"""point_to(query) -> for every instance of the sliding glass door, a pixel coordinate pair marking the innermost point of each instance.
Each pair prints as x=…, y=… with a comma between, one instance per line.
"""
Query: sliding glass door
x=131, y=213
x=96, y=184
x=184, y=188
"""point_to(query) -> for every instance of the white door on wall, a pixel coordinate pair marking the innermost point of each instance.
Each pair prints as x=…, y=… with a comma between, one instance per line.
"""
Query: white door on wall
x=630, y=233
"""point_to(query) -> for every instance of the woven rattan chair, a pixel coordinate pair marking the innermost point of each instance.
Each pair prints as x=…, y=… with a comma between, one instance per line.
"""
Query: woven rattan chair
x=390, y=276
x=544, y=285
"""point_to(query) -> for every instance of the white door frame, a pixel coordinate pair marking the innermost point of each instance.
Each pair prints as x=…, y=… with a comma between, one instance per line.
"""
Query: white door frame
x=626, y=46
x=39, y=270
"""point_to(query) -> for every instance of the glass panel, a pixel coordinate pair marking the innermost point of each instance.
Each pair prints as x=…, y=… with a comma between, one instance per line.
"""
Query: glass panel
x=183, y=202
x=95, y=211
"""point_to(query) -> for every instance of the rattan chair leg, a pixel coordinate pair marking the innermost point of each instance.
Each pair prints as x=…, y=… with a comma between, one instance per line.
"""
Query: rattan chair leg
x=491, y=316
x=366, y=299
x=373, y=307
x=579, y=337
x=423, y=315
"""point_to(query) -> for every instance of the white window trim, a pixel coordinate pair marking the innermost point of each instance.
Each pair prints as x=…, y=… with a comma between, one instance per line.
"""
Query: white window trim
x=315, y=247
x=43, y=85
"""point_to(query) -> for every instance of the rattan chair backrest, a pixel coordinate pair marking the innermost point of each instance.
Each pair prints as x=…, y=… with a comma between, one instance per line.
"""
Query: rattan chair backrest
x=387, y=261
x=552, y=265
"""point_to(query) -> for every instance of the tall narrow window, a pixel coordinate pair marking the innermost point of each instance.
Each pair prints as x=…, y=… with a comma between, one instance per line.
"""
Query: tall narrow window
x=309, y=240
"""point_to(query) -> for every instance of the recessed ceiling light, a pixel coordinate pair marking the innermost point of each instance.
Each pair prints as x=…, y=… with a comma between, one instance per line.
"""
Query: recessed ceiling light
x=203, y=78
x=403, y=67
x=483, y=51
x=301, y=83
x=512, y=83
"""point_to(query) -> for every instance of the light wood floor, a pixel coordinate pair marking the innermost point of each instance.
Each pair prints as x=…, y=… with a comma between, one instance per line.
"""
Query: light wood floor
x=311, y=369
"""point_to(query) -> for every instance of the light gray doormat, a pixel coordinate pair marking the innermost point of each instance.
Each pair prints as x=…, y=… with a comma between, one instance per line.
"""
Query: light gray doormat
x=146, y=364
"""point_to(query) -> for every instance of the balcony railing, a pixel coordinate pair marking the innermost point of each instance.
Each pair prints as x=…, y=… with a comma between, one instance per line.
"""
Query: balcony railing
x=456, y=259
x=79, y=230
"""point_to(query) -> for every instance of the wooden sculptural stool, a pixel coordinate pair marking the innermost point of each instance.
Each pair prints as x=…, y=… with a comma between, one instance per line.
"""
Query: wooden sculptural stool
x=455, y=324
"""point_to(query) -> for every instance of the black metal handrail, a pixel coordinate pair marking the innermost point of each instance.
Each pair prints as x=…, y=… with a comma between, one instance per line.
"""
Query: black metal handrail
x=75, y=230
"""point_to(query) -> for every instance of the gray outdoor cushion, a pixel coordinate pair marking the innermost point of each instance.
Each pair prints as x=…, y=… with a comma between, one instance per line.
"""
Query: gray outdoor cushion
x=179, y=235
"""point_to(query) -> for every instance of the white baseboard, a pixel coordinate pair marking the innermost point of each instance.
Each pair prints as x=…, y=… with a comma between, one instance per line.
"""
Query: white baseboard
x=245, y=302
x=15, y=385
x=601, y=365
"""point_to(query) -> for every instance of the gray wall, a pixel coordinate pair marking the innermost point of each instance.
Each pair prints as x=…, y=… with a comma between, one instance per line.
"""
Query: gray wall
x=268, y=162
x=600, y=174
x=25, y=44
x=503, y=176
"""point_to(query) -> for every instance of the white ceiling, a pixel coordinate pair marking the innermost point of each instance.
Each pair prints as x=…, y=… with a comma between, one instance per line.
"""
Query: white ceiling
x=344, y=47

_TASK TO CARRY OUT_. Down to the last line, reproduce the entries above precisely.

_EXERCISE RESPONSE_.
"""point_to(query) -> for every instance of the sliding glass door, a pixel coordinate pair marking the innermost point of each instance.
Each pair prints as x=…, y=… with a comma between, one instance per line.
"""
Query: sliding glass door
x=131, y=213
x=96, y=184
x=184, y=188
"""point_to(query) -> for every instance of the white door on wall, a pixel coordinate pair marking the innermost point of each instance.
Each pair prints as x=…, y=… with a comma between, one instance per line.
"""
Query: white door on wall
x=630, y=233
"""point_to(query) -> for every instance of the woven rattan chair, a pixel coordinate pair marking the innermost point of each instance.
Each pair prints as x=…, y=… with a comma between, one instance per line.
"""
Query: woven rattan chair
x=390, y=276
x=544, y=285
"""point_to(query) -> for every instance of the white door frame, a pixel coordinate pair marking the innermost point of each instance.
Each pair prints as x=…, y=… with a comma between, one instance per line.
"""
Query: white door frame
x=626, y=46
x=39, y=270
"""point_to(query) -> for every instance of the glass panel, a pixel coordinate pair marking the innermost point of each instance.
Each pair prints as x=…, y=… with a comma between, one instance per line.
"""
Query: glass panel
x=183, y=202
x=95, y=211
"""point_to(query) -> for every instance of the rattan chair leg, a pixel coordinate pair marking the innermost point of each instance.
Each pair prints as x=…, y=… with a comma between, one instance per line.
"""
Query: rattan chair leg
x=491, y=316
x=366, y=299
x=373, y=307
x=579, y=337
x=423, y=315
"""point_to(query) -> for every instance of the white window trim, a pixel coordinate pair marking the innermost point of each instance.
Each pair prints as x=…, y=… with a comma between, one instance per line.
"""
Query: white window trim
x=315, y=247
x=43, y=85
"""point_to(query) -> for every instance of the rattan chair backrest, a pixel coordinate pair marking the innermost point of each instance.
Each pair prints as x=…, y=… with a comma between, one instance per line.
"""
Query: rattan chair backrest
x=387, y=261
x=552, y=265
"""point_to(query) -> for every instance of the tall narrow window, a pixel coordinate pair marking the innermost point of each instance.
Each pair prints as x=…, y=… with a comma between, one instance per line.
"""
Query: tall narrow window
x=309, y=240
"""point_to(query) -> for every instance of the recessed ceiling light, a pixel coordinate pair marking the innermost point of each instance.
Each pair prints as x=…, y=… with a comma between, one instance per line.
"""
Query: recessed ceiling light
x=203, y=78
x=403, y=67
x=483, y=51
x=301, y=83
x=512, y=83
"""point_to(query) -> for every instance of the light wood floor, a pixel coordinate pair marking the innermost point of each instance.
Each pair prints as x=…, y=… with a comma between, one instance per line.
"""
Query: light wood floor
x=311, y=369
"""point_to(query) -> for every instance of the light gray doormat, a pixel coordinate pair marking the innermost point of each instance.
Each pair prints as x=…, y=… with a comma between, one instance per line.
"""
Query: light gray doormat
x=146, y=364
"""point_to(query) -> for every instance of the balcony railing, a pixel coordinate pair marking the innermost point of each instance.
Each pair prints as x=…, y=… with a comma between, one instance per line.
"""
Query: balcony railing
x=456, y=259
x=79, y=230
"""point_to(query) -> for every instance of the wooden sculptural stool, a pixel coordinate pair marking the innermost point of each instance.
Each pair prints as x=…, y=… with a comma between, one instance per line.
"""
Query: wooden sculptural stool
x=455, y=324
"""point_to(query) -> for every instance of the black metal handrail, a pixel coordinate pair marking the innermost point of each instance.
Each pair prints as x=…, y=… with a comma between, one instance per line.
"""
Query: black metal handrail
x=75, y=230
"""point_to(query) -> for every instance of the gray outdoor cushion, a pixel coordinate pair marking the innermost point of each instance.
Each pair prints as x=…, y=… with a comma between, one instance per line.
"""
Query: gray outdoor cushion
x=179, y=235
"""point_to(query) -> for every instance of the white baseboard, a pixel coordinate pair marking the innermost point of each instance.
Each pair prints as x=…, y=… with a comma between, one instance per line.
"""
Query: white baseboard
x=245, y=302
x=15, y=385
x=601, y=365
"""point_to(query) -> for every instance of the gray wall, a pixel coordinate pair marking the innermost point of each instance.
Each pair prints as x=…, y=… with a comma between, one instance per line.
"""
Query: gray wall
x=268, y=162
x=600, y=174
x=25, y=44
x=503, y=176
"""point_to(query) -> for every instance of the white ceiling, a pixel coordinate pair marking the innermost point of each instance.
Each pair prints as x=…, y=… with a comma between, one instance per line.
"""
Query: white ceiling
x=344, y=47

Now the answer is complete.